= To do =
Copy the data precisely, keeping every character.

begin Given data

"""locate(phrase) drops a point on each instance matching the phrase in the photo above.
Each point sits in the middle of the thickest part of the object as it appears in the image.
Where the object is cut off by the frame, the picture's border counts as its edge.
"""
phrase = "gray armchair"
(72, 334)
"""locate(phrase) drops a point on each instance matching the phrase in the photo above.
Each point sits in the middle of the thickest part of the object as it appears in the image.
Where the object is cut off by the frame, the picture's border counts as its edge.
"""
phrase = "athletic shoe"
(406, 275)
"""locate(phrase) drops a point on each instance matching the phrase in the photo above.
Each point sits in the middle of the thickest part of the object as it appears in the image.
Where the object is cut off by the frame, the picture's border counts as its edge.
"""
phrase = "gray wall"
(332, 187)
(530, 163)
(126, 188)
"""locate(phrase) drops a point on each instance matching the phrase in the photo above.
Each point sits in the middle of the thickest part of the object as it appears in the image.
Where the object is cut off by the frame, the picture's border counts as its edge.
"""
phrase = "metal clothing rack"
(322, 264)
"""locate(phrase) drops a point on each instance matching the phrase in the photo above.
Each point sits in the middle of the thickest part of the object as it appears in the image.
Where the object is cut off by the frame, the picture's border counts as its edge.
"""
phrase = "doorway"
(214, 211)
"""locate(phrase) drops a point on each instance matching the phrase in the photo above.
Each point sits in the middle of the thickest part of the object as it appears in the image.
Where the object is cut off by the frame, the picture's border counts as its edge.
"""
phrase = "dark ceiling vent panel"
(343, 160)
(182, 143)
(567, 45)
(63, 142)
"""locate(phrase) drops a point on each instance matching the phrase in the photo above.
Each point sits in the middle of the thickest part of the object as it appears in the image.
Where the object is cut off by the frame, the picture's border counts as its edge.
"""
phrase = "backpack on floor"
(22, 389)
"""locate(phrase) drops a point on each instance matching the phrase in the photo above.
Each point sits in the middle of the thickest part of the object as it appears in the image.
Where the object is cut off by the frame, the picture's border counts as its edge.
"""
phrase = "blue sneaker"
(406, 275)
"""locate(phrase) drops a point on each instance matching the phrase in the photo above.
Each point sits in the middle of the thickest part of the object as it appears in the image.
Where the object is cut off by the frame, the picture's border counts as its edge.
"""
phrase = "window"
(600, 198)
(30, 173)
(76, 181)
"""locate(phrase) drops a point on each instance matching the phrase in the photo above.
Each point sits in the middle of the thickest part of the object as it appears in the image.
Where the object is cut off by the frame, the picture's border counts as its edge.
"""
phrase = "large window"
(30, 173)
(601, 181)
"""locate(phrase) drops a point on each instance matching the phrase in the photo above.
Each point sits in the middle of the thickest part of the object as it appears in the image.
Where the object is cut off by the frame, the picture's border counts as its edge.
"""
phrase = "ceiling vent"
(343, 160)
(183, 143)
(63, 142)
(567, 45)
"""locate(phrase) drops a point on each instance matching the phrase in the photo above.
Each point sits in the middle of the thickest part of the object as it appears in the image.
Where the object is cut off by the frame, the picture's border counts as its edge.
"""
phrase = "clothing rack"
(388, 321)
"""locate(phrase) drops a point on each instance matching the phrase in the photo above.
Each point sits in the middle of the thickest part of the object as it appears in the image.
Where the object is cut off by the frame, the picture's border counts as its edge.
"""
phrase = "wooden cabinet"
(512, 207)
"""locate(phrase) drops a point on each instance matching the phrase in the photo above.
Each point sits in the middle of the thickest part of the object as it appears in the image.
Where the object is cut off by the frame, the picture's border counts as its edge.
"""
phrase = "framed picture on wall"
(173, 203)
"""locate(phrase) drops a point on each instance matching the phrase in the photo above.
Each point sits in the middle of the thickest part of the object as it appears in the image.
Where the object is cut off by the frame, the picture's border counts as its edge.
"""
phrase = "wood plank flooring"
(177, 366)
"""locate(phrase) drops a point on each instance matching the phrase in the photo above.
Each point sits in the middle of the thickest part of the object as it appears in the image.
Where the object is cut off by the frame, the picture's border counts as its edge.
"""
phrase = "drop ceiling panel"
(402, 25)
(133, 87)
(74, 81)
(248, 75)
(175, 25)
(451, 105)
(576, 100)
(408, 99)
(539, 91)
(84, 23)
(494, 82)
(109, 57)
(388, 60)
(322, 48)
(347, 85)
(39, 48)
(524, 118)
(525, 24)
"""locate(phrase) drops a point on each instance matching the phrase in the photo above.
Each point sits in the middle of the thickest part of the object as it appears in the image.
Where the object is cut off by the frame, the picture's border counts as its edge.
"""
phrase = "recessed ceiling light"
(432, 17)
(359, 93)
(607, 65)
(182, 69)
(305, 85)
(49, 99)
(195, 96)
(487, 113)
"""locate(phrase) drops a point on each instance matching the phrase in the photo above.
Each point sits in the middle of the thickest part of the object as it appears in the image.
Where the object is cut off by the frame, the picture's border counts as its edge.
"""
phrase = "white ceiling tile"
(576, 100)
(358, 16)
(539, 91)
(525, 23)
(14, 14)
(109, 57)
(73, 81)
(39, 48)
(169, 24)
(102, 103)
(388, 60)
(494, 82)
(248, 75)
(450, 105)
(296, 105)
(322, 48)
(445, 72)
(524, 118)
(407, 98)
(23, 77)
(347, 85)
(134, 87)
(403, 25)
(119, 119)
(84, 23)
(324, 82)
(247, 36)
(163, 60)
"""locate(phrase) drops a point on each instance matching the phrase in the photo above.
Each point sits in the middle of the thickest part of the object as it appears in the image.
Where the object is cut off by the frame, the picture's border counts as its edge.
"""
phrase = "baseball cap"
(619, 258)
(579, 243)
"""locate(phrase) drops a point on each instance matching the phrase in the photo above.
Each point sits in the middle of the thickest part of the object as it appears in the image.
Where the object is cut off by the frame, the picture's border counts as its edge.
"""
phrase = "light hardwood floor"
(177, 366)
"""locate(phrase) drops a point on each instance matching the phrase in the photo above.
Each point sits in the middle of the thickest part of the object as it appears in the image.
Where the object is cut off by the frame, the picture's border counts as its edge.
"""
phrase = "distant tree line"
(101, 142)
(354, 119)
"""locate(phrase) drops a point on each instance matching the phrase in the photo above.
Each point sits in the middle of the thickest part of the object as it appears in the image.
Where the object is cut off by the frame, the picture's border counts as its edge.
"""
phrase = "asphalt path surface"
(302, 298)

end Given data

= Answer to this task =
"""locate(phrase) drops a point on each instance matching the phrase in the photo above.
Each point sits in the middle of the thickest part of the object as it appears in the image.
Where the object is cut off by the frame, the picture's border counts as its edge.
"""
phrase = "gray armchair"
(72, 334)
"""locate(phrase) drops a point on each instance matching the phrase in the photo above.
Each point sits in the middle of the thickest part of the object as it appears in the image.
Where the object is cut off by the frame, the picture's border counts as its edge.
"""
phrase = "athletic shoe"
(406, 275)
"""locate(phrase) drops a point on each instance matching the phrase in the photo above.
Each point sits in the middle of the thickest part of the object as it appears in the image.
Where the object is cut off by the frame, the picture's border counts as its edge.
"""
phrase = "gray wall"
(332, 187)
(530, 163)
(126, 188)
"""locate(phrase) drops a point on each instance matching the phrase in the photo above.
Each point sits in the middle of the thickest part of the object as it appears in the image.
Where the object is cut off by the frame, the picture's border counts as its edge.
"""
phrase = "metal clothing rack"
(322, 264)
"""locate(phrase) drops a point on each instance matching the phrase in the photo above.
Each point sits in the middle of the thickest part of the object as it appears in the image.
Where the object is cut off by the frame, the picture's border counts as its edge.
"""
phrase = "doorway"
(214, 211)
"""locate(phrase) drops a point on each instance matching the phrase in the photo above.
Each point sits in the middle of the thickest part of the object as it appears in the image.
Where the object is cut off by the frame, the picture's border counts as its edge.
"""
phrase = "dark ceiling vent panel"
(343, 160)
(182, 143)
(567, 45)
(63, 142)
"""locate(phrase) drops a point on each instance matching the phrase in the photo above.
Each point sits in the middle of the thickest part of the object as it appears in the image.
Where the object is cut off by the frame, the picture's border counts as its edge.
"""
phrase = "backpack on floor"
(22, 389)
"""locate(phrase) drops a point on each instance matching the phrase in the photo above.
Each point sits in the middle of the thickest part of the object as it appears in the image.
Where the object is cut off by the frame, the picture's border counts as its edge.
"""
phrase = "blue sneaker"
(406, 275)
"""locate(phrase) drops a point on each instance matching the phrase in the photo above.
Each point sits in the middle of the thickest part of the object as it appears in the image.
Where the object is cut off by the frame, the picture's border counts as its edge.
"""
phrase = "window"
(600, 198)
(30, 173)
(76, 181)
"""locate(phrase) drops a point on each instance matching the phrase in the photo above.
Each point sits in the middle of the thickest part of the object as it appears in the image.
Where the object is cut off by the frame, the picture's border counts as its edge.
"""
phrase = "large window"
(30, 173)
(601, 181)
"""locate(phrase) drops a point on each instance matching the phrase in the photo above.
Each point sits in the middle of the thickest part of the object as it appears in the image.
Where the object is cut off by the frame, the picture's border counts as its edge.
"""
phrase = "ceiling vent"
(343, 160)
(183, 143)
(63, 142)
(567, 45)
"""locate(phrase) drops a point on each instance matching the phrase in the photo above.
Each point sits in the middle of the thickest part of the object as it appears in the image.
Where the object is cut off by the frame, the picture's border counts as its edge.
"""
phrase = "clothing rack"
(388, 321)
"""locate(phrase) drops a point on each instance matching the phrase in the photo above.
Each point sits in the middle of the thickest part of the object as it appears in the image.
Where the object is cut off by the frame, the picture's border counts as its edge.
"""
phrase = "wooden cabinet"
(512, 207)
"""locate(phrase) drops a point on each instance matching the phrase in the photo above.
Each point sits in the middle of the thickest part of the object as it appears in the image.
Where the object is cut off by the frame, the picture's border counts as its edge.
"""
phrase = "framed picture on wall"
(173, 203)
"""locate(phrase) drops a point on each instance matching the phrase in the photo above.
Each point sits in the middle of the thickest part of the object as it appears in the image.
Where the object is cut off by the frame, the picture's border counts as its edge.
"""
phrase = "wood plank flooring"
(177, 366)
"""locate(phrase) drops a point on each instance matching the phrase in the photo above.
Each point sits in the middle of the thickest part of the object as it appears in the image.
Where the object is cut off by the frame, the picture's border counts as its edge.
"""
phrase = "drop ceiling panel"
(402, 25)
(133, 87)
(74, 81)
(248, 75)
(175, 25)
(451, 105)
(576, 100)
(408, 99)
(539, 91)
(84, 23)
(494, 82)
(109, 57)
(388, 60)
(322, 48)
(347, 85)
(39, 48)
(524, 118)
(525, 24)
"""locate(phrase) drops a point on each instance matching the phrase in the photo above.
Each point sits in the middle of the thickest part of the object as it appears in the image.
Where the object is cut off by the frame, the picture's border counts as its edge.
"""
phrase = "recessed ceiling light"
(432, 17)
(359, 93)
(607, 65)
(182, 69)
(305, 85)
(49, 99)
(195, 96)
(487, 113)
"""locate(phrase) drops a point on each instance matching the phrase in the photo above.
Each point sits in the middle of the thickest part of the object as it appears in the image.
Where the object is cut off by the frame, the picture's border counts as its edge.
"""
phrase = "white ceiling tile"
(576, 100)
(358, 16)
(539, 91)
(525, 23)
(14, 14)
(109, 57)
(73, 81)
(39, 48)
(169, 24)
(102, 103)
(388, 60)
(494, 82)
(248, 75)
(450, 105)
(296, 105)
(322, 48)
(445, 72)
(524, 118)
(407, 98)
(23, 77)
(347, 85)
(134, 87)
(403, 25)
(119, 119)
(84, 23)
(324, 82)
(247, 36)
(163, 60)
"""locate(phrase) drops a point on each instance matching the phrase in the photo above.
Each point sits in the middle of the thickest part of the object as it appears in the image.
Where the object is cut off by the frame, the picture's border counts as its edge.
"""
phrase = "baseball cap"
(619, 258)
(579, 243)
"""locate(phrase) drops a point on each instance matching the phrase in the photo above.
Each point sits in the middle of the thickest part of the object as it appears in the image.
Where the object is cut off by the frame, the picture's border counts as its edge.
"""
phrase = "light hardwood floor"
(177, 366)
"""locate(phrase) drops a point on each instance matching the phrase in the photo above.
Each point sits in the middle of the thickest part of the object as it appears in the image.
Where the object is cut off by the frame, the picture's border counts as its edge.
"""
phrase = "distant tree line"
(101, 142)
(354, 119)
"""locate(phrase) drops a point on each instance matching the phrase in the photo above.
Each point sits in the middle of the thickest part of the object as it appears in the image.
Where the object is cut off by the frame, the picture's border counts as its edge.
"""
phrase = "asphalt path surface"
(302, 298)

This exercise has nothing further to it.